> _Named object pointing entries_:
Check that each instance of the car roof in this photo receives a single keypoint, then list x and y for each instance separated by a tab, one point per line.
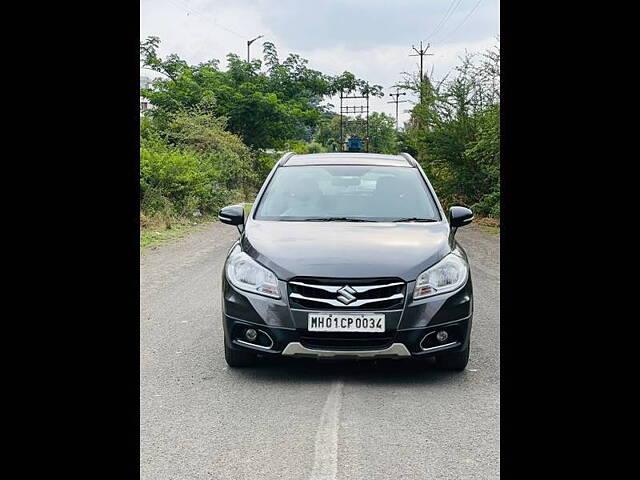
346	158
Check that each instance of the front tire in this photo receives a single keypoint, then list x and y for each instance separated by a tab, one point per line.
238	358
454	361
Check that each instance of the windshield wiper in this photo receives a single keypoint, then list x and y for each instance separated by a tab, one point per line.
335	219
414	219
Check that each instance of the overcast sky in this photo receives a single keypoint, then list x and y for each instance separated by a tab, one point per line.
370	38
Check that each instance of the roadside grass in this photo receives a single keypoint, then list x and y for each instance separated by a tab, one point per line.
156	231
489	225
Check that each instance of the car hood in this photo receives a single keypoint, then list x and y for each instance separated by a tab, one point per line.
346	250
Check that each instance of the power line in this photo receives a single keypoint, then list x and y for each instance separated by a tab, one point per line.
396	101
421	53
450	11
462	22
205	15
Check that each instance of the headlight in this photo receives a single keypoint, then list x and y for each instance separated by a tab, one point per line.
247	274
448	274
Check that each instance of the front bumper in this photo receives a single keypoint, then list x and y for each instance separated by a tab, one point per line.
410	331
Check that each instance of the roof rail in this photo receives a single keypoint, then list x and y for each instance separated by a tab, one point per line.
412	161
285	157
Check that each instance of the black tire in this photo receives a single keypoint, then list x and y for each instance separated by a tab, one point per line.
454	361
238	358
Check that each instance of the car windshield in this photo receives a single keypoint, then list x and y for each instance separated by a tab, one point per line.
347	193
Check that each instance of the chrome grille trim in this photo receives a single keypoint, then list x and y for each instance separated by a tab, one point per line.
334	289
356	303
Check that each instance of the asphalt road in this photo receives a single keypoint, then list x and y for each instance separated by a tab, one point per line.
299	419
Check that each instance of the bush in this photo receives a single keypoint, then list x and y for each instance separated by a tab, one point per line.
193	167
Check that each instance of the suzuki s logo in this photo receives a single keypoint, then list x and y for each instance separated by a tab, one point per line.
345	294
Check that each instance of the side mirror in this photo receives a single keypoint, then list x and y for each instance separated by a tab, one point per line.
232	215
460	216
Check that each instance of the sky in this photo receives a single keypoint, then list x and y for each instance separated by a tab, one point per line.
370	38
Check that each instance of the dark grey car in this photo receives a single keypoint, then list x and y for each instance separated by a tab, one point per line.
347	255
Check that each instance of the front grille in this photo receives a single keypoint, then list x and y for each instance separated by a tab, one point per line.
345	340
346	294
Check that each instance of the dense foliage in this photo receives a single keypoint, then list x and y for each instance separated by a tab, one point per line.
204	143
455	133
265	103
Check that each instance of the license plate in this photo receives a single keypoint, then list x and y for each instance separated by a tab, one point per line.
353	322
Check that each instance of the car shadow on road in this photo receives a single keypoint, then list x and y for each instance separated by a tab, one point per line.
372	372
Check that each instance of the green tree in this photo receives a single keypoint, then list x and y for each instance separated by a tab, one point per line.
265	107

> _Stated exercise_:
Repeat all the records above exactly, leaving out any pictures.

> _Exercise response_:
Check that each instance of the car roof in this photo receives a single keypoint, then list x and y for each instance separated by a tab, one point per line.
346	158
Check that each instance of the front tire in this photo receives a single keypoint, then list x and y for each instance separated by a tab, one point per line.
238	358
454	361
Check that each instance of the windshield wiper in this photo receives a single keypoint, then list x and y for each instance separated by a tab, one point per line.
335	219
414	219
Check that each instance of the overcast sky in this photo receives a single keypoint, then list x and y for each instance separated by a tab, one point per line.
370	38
Check that each instance of the roadside grass in this photo receives a single keypoint, then list x and y for each instance separated by a tab, one point per line.
156	231
489	225
Check that each instance of the car hood in this photo receives a single keypoint, then list x and y for each instance separated by a tab, one point per line.
346	250
Check that each instance of the power line in this photo receives a single keypoint, then list x and y for each instance separated by a tab, one point per line.
396	101
421	53
450	11
462	22
205	15
Check that each instance of the headlight in this photo receives a single keypoint, then list x and y for each instance separated by a tab, one point per line.
247	274
448	274
Check that each instance of the front bumper in this photo receives a single keypoint, then list x and y for each instance separated by a tab, one point per line.
410	331
Check that each instance of the roof rail in this photo receives a single keypoint, then list x and y for each instance separated by a tab, one point per line.
412	161
285	157
Check that each instance of the black tire in this photo receives a single keypoint, then list x and y for each instance separated by a tab, one point per line.
454	361
238	358
Check that each instance of the car windshield in this photo receives a single keypoint, then list x and y for each instance separated by a tab, one point per line.
347	193
Check that each instance of the chrome grille trim in this photo receives a single keypoint, then list x and y for each instance separated by a tab, one point per line.
334	289
356	303
Check that each instance of the asphalt road in this photo receives a single keypoint, then list x and y for each instance separated by a tab, one point per line.
299	419
Check that each instance of the bush in this photo receives a single keypoint, then list x and y for each instance separated by a tab, one point per line.
193	167
Check that each instance of the suzuki s logo in this photo receives a single keypoint, then list x and y for each instance separated by a tab, one point per line.
345	294
Check that each instance of the side mirror in this photo receives a single keypoint, then list x and y for each instance separated by a tab, one point per line.
232	215
460	216
Check that each instance of the sky in this photo receives a single keypoint, then list x and y for each instance separated by a tab, one point per line.
370	38
Check that each instance of the dark grey car in this photo receives a single keypoint, then list x and y for each instance separated by a tab, one point per line.
347	255
Check that each instance of the front grille in this photo receives a single keypoint, then list x and y for each instance separated by a tab, one point per line.
345	340
346	294
Check that each instance of the dense foliage in this photo receives a single keypoint, then list x and y for each instance separated by a tab, one point per line.
204	143
455	133
265	103
Check that each instance of the license plate in this photo receives a single keypoint, then list x and y for each instance separated by a tab, one point per line.
353	322
Check that each instance of the car shadow on road in this photo receives a single keypoint, then list x and y for each instance separated by a tab, one point per line.
372	372
Check that each instance of the green tree in this photo receives a single keypoint, then list x and y for each instance separated by a tab, one point per line.
265	107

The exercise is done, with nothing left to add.